What this exercise asks:
• A. According to the bug report, which component of gcc is the bug filed under?
• B. Write the next part of the bug report, picking up right after its last line.

Bug 77628 - avx512: unnecessary GR extending after kmovw
Summary: avx512: unnecessary GR extending after kmovw
Status: RESOLVED FIXED
Alias: None
Product: gcc
Classification: Unclassified
Component: target (show other bugs)
Version: 5.3.1
: P3 normal
Target Milestone: ---
Assignee: Not yet assigned to anyone
URL:
Keywords:
Depends on:
Blocks:
 
Reported: 2016-09-17 18:59 UTC by Wojciech Mula
Modified: 2016-09-18 18:14 UTC (History)
0 users

See Also:
Host:
Target:
Build:
Known to work:
Known to fail:
Last reconfirmed:


Attachments

Note You need to log in before you can comment on or make changes to this bug.
Description Wojciech Mula 2016-09-17 18:59:55 UTC
According to the latests documentation from Intel, the kmovw instruction
zeros the higher part of a GP register:

    KMOVW
    IF *destination is a memory location*
        DEST[15:0] <- SRC[15:0]
    IF *destination is a mask register or a GPR *
        DEST <- ZeroExtension(SRC[15:0])

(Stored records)
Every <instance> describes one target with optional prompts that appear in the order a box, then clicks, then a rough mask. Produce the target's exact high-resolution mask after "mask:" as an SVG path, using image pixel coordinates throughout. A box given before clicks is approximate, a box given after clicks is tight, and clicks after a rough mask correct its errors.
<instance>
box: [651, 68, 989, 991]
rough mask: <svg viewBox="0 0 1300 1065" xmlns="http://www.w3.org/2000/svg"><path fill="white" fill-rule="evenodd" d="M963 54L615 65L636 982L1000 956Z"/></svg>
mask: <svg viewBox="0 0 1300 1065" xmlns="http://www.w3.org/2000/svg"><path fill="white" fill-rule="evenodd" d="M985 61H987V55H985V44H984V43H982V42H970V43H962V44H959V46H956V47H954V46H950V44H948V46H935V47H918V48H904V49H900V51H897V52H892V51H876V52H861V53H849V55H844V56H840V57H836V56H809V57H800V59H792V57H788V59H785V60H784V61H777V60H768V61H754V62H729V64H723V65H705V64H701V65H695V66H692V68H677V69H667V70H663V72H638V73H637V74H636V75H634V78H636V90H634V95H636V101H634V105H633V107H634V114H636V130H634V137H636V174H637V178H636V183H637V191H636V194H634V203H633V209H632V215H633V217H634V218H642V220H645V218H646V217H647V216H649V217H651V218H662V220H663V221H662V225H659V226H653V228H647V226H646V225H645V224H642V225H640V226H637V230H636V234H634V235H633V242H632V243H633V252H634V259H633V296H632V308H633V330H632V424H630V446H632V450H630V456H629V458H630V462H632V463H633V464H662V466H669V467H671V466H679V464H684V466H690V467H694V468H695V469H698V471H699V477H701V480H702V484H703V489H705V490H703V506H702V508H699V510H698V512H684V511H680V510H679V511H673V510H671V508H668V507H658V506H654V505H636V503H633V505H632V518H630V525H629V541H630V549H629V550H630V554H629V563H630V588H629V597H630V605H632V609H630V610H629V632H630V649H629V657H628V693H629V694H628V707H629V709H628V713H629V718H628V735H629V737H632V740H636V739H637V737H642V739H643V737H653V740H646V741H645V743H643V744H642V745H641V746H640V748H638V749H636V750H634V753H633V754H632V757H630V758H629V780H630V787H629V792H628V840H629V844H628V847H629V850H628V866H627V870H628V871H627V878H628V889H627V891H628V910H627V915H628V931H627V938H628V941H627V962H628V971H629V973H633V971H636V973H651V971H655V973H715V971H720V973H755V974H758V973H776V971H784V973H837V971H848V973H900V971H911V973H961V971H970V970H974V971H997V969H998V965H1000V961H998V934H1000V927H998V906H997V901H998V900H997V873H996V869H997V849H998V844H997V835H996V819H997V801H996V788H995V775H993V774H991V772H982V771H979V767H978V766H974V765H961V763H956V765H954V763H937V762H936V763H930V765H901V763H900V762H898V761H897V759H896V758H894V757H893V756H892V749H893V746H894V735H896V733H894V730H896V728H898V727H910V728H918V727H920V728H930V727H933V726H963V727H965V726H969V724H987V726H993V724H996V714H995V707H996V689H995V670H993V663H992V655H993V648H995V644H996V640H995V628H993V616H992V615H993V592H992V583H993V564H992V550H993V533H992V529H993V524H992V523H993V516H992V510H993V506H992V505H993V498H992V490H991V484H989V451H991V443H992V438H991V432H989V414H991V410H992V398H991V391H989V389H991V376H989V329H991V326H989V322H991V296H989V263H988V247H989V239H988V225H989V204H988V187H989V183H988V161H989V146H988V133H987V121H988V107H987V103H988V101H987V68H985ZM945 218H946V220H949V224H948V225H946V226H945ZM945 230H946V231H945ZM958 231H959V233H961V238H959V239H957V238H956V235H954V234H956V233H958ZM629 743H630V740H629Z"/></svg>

Responses to the tasks:
• A. target

• B.
GCC adds superfluous movzwl after kmovw:

Program:

    #include <stdint.h>
    #include <immintrin.h>

    uint32_t test(__m512i a, __m512i b) {
        
        uint32_t c = _mm512_cmpeq_epi32_mask(a, b);
        return c;
    }

Invocation:

$ gcc-5 --version
gcc-5 (Debian 5.3.1-13) 5.3.1 20160323
$ gcc-5 -O3 -S -mavx512f report.cpp

Assembly output:

	vpcmpeqd	%zmm1, %zmm0, %k1
	kmovw	%k1, %eax
	movzwl	%ax, %eax <<<< HERE
	ret
Comment 1 Uroš Bizjak 2016-09-18 18:14:59 UTC
This is fixed for current trunk (gcc-7).